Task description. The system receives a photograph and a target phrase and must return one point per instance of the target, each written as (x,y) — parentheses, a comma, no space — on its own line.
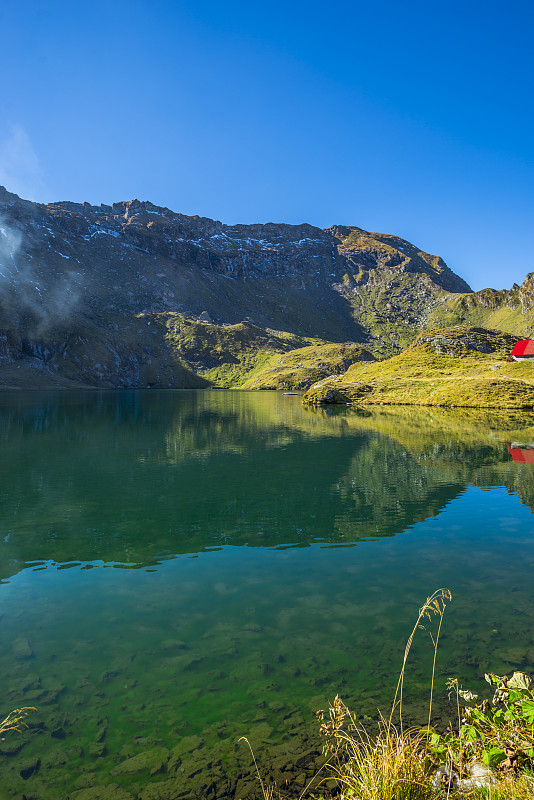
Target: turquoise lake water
(217,564)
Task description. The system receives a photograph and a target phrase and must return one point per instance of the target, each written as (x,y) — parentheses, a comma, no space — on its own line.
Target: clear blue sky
(412,118)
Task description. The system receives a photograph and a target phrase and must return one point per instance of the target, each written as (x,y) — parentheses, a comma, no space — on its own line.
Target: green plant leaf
(493,756)
(527,707)
(520,680)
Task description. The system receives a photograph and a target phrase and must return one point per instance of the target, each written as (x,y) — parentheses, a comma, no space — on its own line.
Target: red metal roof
(525,347)
(523,455)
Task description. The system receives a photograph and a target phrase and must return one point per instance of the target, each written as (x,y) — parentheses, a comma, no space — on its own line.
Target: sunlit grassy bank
(463,367)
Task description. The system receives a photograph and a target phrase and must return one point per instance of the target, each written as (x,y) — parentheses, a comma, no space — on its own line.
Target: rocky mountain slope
(108,295)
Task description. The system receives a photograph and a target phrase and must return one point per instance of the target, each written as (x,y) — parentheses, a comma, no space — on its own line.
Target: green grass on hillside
(421,375)
(298,369)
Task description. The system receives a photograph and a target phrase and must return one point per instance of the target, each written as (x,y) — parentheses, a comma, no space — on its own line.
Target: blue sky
(409,118)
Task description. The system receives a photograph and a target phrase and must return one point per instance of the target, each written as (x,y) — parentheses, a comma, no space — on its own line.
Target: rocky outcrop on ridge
(84,289)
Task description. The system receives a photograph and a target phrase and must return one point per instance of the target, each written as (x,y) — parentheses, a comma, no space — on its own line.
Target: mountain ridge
(88,293)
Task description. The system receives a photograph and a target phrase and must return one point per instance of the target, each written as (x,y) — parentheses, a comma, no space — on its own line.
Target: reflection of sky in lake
(274,556)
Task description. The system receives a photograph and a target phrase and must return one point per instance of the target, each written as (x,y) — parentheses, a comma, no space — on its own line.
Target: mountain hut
(522,454)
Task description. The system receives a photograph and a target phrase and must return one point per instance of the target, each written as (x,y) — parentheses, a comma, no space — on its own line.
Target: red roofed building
(523,455)
(523,350)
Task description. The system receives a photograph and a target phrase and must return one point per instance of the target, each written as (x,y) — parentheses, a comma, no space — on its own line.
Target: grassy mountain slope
(299,369)
(463,366)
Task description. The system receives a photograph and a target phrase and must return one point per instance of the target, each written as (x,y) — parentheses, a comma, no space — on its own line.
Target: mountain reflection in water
(132,477)
(181,566)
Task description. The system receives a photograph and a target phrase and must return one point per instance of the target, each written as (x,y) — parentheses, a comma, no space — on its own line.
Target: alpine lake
(180,569)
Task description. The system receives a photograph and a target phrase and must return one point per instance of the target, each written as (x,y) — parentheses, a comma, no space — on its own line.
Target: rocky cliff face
(83,288)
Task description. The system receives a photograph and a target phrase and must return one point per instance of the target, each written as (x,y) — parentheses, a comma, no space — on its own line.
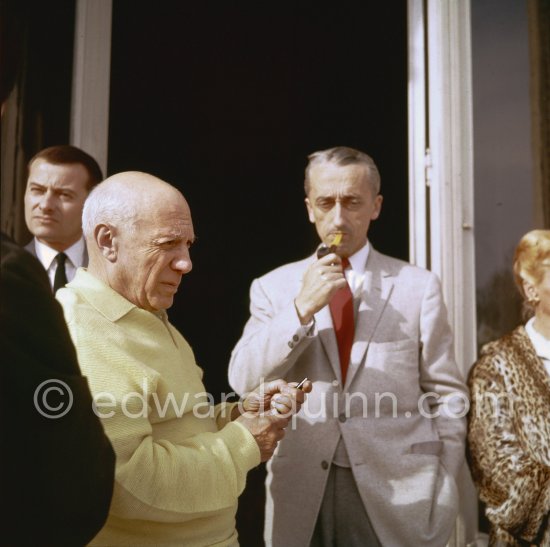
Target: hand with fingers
(268,410)
(321,280)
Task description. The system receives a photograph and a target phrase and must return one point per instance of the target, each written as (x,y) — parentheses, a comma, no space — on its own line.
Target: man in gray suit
(377,449)
(60,179)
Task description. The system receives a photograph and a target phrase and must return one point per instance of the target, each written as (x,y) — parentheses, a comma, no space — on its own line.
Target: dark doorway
(225,100)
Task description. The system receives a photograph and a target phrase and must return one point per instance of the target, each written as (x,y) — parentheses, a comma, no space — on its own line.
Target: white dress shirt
(355,275)
(541,344)
(75,258)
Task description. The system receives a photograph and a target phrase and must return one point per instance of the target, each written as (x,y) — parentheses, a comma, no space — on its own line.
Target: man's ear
(310,214)
(106,242)
(377,207)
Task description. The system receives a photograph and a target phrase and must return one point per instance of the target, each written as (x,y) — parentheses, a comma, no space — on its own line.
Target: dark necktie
(60,279)
(341,309)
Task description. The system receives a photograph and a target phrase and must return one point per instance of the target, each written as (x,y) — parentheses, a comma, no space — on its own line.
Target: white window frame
(441,186)
(91,79)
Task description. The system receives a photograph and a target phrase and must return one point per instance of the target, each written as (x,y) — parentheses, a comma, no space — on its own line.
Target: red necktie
(341,309)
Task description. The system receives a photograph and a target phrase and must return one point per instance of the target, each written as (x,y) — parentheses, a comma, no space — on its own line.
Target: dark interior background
(225,101)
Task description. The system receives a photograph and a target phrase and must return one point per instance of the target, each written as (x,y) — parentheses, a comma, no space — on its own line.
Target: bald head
(124,198)
(139,229)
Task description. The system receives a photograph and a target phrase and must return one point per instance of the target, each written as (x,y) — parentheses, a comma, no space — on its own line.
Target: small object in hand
(301,384)
(324,249)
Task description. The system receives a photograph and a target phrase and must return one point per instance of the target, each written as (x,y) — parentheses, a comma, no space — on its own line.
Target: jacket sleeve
(515,489)
(272,341)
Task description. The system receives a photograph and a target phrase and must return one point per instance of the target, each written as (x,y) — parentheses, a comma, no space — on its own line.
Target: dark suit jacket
(57,474)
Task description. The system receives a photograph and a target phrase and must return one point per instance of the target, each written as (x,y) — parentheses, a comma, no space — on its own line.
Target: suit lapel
(30,247)
(327,335)
(376,291)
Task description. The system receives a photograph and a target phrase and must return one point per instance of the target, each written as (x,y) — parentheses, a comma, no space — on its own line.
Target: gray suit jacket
(405,443)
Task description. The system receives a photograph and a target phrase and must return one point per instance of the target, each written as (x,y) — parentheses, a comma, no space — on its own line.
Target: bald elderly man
(181,462)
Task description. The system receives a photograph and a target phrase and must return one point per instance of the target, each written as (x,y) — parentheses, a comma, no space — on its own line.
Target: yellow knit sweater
(181,462)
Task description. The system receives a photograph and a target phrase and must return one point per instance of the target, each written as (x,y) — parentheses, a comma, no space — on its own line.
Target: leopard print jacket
(509,440)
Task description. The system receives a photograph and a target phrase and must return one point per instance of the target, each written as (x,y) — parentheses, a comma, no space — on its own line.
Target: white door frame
(91,79)
(441,186)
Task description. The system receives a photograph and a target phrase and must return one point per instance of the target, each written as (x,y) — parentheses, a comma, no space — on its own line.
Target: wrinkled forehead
(329,177)
(168,218)
(67,174)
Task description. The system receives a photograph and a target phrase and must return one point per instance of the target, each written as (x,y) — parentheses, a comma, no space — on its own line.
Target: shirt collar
(105,300)
(540,343)
(47,255)
(358,260)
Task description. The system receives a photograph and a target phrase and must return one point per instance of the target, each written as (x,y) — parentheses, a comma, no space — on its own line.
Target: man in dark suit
(57,463)
(60,179)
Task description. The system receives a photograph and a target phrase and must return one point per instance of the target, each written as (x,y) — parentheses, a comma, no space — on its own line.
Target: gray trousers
(342,520)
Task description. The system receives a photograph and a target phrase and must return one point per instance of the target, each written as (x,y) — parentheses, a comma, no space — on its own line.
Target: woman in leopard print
(509,420)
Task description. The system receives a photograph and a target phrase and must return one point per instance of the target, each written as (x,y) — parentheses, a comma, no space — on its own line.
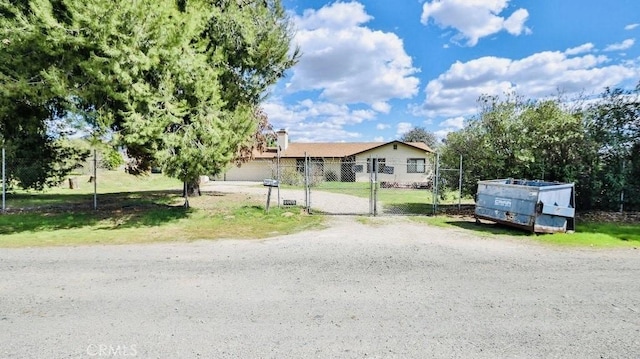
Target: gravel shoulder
(387,289)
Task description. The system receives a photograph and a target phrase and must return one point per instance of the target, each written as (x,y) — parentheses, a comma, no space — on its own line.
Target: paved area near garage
(390,288)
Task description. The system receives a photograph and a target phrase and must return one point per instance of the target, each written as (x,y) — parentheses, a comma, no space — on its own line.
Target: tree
(420,134)
(512,137)
(177,83)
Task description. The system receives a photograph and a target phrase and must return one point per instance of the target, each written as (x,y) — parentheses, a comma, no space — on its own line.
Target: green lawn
(139,210)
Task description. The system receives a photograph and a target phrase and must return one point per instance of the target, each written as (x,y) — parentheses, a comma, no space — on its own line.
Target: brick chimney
(283,139)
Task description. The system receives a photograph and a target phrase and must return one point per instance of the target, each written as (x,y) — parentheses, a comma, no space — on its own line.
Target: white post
(4,183)
(278,174)
(460,186)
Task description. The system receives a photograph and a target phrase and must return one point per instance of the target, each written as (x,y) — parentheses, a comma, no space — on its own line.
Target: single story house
(397,162)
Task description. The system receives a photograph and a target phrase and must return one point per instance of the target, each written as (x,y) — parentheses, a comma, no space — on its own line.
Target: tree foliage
(178,84)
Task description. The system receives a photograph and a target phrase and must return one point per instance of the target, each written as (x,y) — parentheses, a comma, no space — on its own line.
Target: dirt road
(388,289)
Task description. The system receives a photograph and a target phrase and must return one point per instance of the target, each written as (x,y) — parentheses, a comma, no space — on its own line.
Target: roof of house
(333,149)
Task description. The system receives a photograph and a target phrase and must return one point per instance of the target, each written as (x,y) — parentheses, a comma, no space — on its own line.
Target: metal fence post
(4,182)
(278,173)
(306,183)
(371,184)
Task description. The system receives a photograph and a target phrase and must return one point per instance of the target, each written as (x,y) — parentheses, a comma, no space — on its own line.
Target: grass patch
(151,212)
(588,234)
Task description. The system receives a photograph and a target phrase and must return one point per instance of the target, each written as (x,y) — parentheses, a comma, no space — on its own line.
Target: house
(395,162)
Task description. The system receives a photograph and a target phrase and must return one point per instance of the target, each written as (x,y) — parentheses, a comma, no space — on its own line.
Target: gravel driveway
(387,289)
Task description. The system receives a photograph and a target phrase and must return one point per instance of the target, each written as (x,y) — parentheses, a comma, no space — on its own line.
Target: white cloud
(403,127)
(621,46)
(584,48)
(455,92)
(382,107)
(455,122)
(350,63)
(475,19)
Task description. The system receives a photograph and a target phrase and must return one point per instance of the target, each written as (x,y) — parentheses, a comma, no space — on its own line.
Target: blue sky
(373,69)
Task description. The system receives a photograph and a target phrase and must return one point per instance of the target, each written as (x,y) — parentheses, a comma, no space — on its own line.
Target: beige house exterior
(397,162)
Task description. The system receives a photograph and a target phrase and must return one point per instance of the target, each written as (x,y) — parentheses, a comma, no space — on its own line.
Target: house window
(380,169)
(416,165)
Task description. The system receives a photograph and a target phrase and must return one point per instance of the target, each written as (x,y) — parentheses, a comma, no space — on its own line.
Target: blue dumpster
(537,206)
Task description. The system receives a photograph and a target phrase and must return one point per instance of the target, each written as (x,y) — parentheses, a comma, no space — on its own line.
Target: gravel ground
(387,289)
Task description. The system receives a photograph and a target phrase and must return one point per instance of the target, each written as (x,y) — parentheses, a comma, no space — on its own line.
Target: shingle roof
(333,149)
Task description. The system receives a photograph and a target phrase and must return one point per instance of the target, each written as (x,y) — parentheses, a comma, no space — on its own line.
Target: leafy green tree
(177,83)
(420,134)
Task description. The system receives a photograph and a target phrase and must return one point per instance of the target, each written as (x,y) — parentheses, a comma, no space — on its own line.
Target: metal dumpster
(537,206)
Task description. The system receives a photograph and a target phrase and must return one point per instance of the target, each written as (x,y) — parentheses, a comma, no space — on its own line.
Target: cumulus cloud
(348,62)
(455,92)
(621,46)
(309,121)
(584,48)
(474,19)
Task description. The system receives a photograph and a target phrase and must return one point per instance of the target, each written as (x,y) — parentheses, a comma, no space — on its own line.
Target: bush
(111,159)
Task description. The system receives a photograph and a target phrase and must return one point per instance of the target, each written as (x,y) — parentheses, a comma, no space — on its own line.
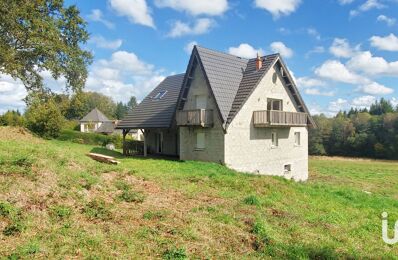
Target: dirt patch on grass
(17,134)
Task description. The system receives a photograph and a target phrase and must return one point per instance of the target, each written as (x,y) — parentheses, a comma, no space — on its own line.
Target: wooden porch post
(124,141)
(145,142)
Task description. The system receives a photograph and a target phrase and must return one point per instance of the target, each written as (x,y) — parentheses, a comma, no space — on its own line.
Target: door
(159,142)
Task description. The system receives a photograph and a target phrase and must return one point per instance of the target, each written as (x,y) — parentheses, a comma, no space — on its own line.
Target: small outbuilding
(94,121)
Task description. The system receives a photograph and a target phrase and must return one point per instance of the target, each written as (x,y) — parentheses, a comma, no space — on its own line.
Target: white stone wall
(249,149)
(214,136)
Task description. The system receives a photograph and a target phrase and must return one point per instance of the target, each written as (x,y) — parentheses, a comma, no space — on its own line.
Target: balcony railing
(269,118)
(196,117)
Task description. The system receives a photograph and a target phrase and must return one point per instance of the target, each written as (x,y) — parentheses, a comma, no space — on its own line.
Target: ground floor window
(297,139)
(287,168)
(200,141)
(274,139)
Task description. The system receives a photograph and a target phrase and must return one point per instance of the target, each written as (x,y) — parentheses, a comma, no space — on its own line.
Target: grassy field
(57,203)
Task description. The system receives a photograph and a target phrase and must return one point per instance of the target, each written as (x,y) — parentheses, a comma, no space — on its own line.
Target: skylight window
(160,95)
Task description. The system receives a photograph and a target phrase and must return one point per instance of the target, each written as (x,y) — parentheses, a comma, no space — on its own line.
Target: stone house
(244,113)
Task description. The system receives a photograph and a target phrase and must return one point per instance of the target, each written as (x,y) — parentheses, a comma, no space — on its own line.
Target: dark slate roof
(95,116)
(106,128)
(251,78)
(155,113)
(224,73)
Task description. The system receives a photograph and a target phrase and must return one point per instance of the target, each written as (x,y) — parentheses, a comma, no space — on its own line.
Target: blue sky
(342,53)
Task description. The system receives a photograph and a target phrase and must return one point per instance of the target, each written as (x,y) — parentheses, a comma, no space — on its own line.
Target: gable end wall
(249,149)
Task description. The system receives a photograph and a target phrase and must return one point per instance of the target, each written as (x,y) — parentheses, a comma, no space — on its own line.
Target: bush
(44,119)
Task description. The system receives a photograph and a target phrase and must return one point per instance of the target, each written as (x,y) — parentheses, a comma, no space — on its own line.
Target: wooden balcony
(196,117)
(272,118)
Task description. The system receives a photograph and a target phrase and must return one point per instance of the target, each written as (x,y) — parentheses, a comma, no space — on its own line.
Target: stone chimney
(259,62)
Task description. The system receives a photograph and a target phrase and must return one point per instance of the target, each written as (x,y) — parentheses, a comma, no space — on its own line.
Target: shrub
(175,254)
(44,118)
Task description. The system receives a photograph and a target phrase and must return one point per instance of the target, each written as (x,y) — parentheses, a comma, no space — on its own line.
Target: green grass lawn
(55,202)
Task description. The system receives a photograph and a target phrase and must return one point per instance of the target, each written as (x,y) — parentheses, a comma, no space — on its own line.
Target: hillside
(57,203)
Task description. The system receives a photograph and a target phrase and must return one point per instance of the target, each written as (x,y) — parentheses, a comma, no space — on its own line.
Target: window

*-*-*

_Exercise prompt:_ Count how many lines above contain the word "chimney", treating uppercase and lowercase as different. Give only the number.

_Correct result:_ 2